(Records from a data source)
═══

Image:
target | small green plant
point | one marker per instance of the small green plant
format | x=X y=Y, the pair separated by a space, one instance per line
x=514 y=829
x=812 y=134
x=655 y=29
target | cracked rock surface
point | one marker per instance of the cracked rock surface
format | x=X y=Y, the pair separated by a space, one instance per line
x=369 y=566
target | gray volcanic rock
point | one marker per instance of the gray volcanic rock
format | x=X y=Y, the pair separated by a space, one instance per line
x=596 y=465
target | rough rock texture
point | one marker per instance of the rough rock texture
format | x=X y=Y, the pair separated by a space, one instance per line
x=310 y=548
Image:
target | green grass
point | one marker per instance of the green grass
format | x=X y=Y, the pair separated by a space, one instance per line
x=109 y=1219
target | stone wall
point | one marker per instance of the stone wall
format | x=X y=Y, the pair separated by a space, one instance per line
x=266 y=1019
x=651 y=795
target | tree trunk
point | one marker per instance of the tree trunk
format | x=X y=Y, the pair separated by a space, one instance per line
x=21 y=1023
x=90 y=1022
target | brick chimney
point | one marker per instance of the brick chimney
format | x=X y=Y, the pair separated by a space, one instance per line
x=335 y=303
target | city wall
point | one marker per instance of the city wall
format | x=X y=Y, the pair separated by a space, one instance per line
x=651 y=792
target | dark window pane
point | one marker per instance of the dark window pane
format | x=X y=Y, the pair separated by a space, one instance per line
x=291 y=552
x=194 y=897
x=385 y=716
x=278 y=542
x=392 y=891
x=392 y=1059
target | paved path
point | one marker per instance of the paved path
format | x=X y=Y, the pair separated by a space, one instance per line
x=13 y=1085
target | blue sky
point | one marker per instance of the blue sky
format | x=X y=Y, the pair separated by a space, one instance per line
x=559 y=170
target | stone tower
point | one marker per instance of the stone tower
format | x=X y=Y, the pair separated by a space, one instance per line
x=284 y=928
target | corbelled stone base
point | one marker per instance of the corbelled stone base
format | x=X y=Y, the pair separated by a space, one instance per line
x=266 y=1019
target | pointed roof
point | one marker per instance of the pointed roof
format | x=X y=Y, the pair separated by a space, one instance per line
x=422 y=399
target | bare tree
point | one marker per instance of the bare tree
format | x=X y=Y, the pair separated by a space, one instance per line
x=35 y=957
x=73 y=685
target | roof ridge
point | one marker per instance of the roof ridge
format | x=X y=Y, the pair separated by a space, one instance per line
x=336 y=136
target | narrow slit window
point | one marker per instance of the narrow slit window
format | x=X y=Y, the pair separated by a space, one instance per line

═══

Problem - Extract, verbatim, the lines from the one containing "target | corbelled stone base" through the last line of the listing above.

Task response -
target | corbelled stone base
point | one marker per instance of the corbelled stone base
format | x=X y=Y, the pair separated by a space, one instance per line
x=266 y=1019
target | pointed roof
point | one marker per instance of the pointed roof
format | x=X y=Y, the pair separated by a space, one instance per line
x=422 y=399
target | bare tree
point | one marker per instance of the bare tree
format | x=X y=Y, the pair separated by a space, one instance per line
x=35 y=957
x=73 y=685
target | roof ridge
point | one marker per instance of the roof ridge
format | x=X y=Y, the pair separated by a space, one instance per line
x=336 y=136
target | narrow slit window
point | one marker per instance of the narrow slit window
format | x=X y=Y, the pair separated by a space, one instance per line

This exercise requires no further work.